Vers l'infini...et l'au-delà ?


Sur le plan purement narratif, nous reconnaîtrons à James Gray une constante certaine : celle de la recherche du père présente depuis plusieurs de ses films. Dans Ad Astra, Brad Pitt, astronaute égocentrique et incapable de quelconque introspection fructueuse, marche sur les sinistres traces de son père parti 30 ans plus tôt dans une mission secrète. Désormais à proximité des anneaux de Saturne, son paternel cherche désespérément l'existence de toute forme de vie et d'intelligence dans l'espace. Mais son obstination l'a mené à commettre l'irréversible. Et si finalement, l'homme était seul dans l'univers ? La religion nous pousse clairement à croire cette pensée qui paraît depuis la nuit des temps si impensable. Mais penser l'impensable pousse l'homme à réfléchir sur lui-même et sur sa propre condition.

Le scénario d'Ad Astra tient au mince fil de la réflexion théologique de la relation entre le Père (au sens biblique, principalement) et à son fils. En d'autres termes, la réflexion du film embrasse quelque chose qui est bien plus grand : la société contemporaine dans son ensemble. Malheureusement, j'ai le sentiment personnel que c'est un échec. On ne se sent pas nécessairement embarqué dans la vision globalisante de James Gray qui entame pourtant dès le début de son film quelque chose de véritablement intéressant.

Je n'ai jamais reproché à ce genre de films d'être trop contemplatifs et incompréhensibles. Pourtant Ad Astra me laisse un terrible sentiment : J'ai l'impression que James Gray ne savait pas véritablement où se situer dans son travail : irréaliste, trop abstrait, ne possédant pas la profondeur escomptée... Fruit d'un travail de longue date (plus de 10 ans), Ad Astra possède, d'un point de vue strictement narratif, un script alambiqué à plusieurs moments. Le film nous emmène pendant plus d'1h30 jusqu'aux confins de l'univers, un chemin intérieur particulièrement long et difficile, pour que ce Père, incarné par un Tommy Lee Jones fatigué finisse par briser en deux cette réplique de la création d'Adam. Dommage. Mais Roy est libéré de son emprise, et peut rentrer sur terre.


Plusieurs autres éléments me chagrinent tout particulièrement. Sans oser le comparer à quelques autres blockbusters comme Interstellar ou Gravity, le film de James Gray ne s'oriente que très légèrement vers la voie du visuellement impressionnant, pour laisser s'exprimer un registre plus poétique, méditatif. Pourtant, plusieurs scènes viennent rompre cet platitude spatiale, ce qui constitue, je le crois, une grossière erreur. L'aspect trop héroïque du personnage de Brad Pitt donne à voir un film à grand budget aux décors soignés, à la photographie impeccable. Mais pourtant, le cruel manque de réalisme nuit particulièrement au film. S'il faut en conclure que ces péripéties abracadabrantesques ne sont que l'allégorie des tiraillements de l'âme de Roy McBride, j'en conçois. C'est une chose qui demeure très similaire au travail mené par Kubrick en 1968. Mais la seule différence est que les lois de l'univers sont tout aussi inabrogeables que les voies du seigneur qui demeurent impénétrables. Plusieurs passages sont à contre-courant de tous les films récents sur la conquête de l'espace : rovers lunaires à l'apparence quasi soviétique, traversée des anneaux de saturne à l'aide d'un mince bouclier métallique, montée dans une fusée avec les réacteurs parés au lancement...

Objectif: Extrayez de la critique d'Ad Astra, sans la moindre modification, le passage qui va de « Je n'ai jamais » jusqu'à « rentrer sur terre. » inclus.

Une série de lignes
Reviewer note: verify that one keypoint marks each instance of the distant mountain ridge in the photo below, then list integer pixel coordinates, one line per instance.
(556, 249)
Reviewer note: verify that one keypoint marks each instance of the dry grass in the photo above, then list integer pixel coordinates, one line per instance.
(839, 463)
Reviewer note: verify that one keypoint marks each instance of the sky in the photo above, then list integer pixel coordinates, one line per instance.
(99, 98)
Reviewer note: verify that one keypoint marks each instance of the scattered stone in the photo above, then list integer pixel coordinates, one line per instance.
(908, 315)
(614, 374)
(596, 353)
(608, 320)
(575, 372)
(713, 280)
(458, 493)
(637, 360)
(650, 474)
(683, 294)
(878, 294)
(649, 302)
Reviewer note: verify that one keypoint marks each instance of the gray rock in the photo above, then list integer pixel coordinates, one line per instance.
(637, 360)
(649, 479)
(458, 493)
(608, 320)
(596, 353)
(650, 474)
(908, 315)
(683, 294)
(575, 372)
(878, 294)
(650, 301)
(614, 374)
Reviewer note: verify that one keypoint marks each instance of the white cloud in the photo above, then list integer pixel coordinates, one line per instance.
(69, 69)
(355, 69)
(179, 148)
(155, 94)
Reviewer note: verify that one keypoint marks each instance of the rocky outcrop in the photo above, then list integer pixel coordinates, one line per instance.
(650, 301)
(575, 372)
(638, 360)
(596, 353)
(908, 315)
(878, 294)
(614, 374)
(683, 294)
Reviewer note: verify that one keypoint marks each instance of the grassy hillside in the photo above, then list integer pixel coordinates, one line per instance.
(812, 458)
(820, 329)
* * *
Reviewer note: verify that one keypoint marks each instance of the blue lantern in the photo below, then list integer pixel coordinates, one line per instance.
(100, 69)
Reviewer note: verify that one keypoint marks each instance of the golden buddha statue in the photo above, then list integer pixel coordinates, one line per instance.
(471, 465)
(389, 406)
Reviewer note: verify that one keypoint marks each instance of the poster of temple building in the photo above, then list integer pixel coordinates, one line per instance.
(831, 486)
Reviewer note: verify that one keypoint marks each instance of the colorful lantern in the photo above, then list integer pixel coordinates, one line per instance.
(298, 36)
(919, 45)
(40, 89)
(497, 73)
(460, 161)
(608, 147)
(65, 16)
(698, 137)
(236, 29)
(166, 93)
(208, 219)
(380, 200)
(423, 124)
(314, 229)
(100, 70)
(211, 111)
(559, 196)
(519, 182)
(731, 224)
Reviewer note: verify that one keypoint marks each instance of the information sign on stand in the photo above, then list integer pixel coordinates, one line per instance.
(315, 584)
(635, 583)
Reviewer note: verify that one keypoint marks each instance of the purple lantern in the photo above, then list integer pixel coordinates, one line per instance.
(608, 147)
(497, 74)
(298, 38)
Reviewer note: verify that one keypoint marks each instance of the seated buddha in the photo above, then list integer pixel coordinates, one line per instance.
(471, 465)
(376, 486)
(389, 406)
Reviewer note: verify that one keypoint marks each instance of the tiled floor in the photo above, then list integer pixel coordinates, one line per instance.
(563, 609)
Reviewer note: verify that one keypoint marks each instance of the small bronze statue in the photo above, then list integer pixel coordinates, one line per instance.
---
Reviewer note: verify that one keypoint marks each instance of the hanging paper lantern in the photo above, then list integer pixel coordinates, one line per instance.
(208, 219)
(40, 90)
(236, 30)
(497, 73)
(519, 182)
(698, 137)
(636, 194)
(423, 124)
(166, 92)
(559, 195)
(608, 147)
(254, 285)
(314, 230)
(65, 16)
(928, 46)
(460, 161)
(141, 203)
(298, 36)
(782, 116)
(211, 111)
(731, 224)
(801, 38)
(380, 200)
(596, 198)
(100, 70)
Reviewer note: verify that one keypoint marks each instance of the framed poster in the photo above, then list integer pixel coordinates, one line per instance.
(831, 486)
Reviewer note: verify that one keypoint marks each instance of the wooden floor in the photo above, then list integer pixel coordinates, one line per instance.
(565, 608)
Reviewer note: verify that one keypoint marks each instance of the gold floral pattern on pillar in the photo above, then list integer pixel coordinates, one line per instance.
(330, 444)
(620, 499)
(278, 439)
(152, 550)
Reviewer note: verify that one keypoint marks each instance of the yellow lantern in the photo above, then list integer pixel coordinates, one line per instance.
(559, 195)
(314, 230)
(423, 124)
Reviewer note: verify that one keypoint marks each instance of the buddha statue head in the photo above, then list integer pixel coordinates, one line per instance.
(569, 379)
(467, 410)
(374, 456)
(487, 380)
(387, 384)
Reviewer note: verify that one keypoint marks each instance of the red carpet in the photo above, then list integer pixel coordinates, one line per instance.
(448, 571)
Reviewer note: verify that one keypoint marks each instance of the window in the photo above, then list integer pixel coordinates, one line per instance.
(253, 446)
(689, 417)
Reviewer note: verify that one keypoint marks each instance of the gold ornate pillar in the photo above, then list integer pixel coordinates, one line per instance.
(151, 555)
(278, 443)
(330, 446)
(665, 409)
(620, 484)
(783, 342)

La réponse:
Je n'ai jamais reproché à ce genre de films d'être trop contemplatifs et incompréhensibles. Pourtant Ad Astra me laisse un terrible sentiment : J'ai l'impression que James Gray ne savait pas véritablement où se situer dans son travail : irréaliste, trop abstrait, ne possédant pas la profondeur escomptée... Fruit d'un travail de longue date (plus de 10 ans), Ad Astra possède, d'un point de vue strictement narratif, un script alambiqué à plusieurs moments. Le film nous emmène pendant plus d'1h30 jusqu'aux confins de l'univers, un chemin intérieur particulièrement long et difficile, pour que ce Père, incarné par un Tommy Lee Jones fatigué finisse par briser en deux cette réplique de la création d'Adam. Dommage. Mais Roy est libéré de son emprise, et peut rentrer sur terre.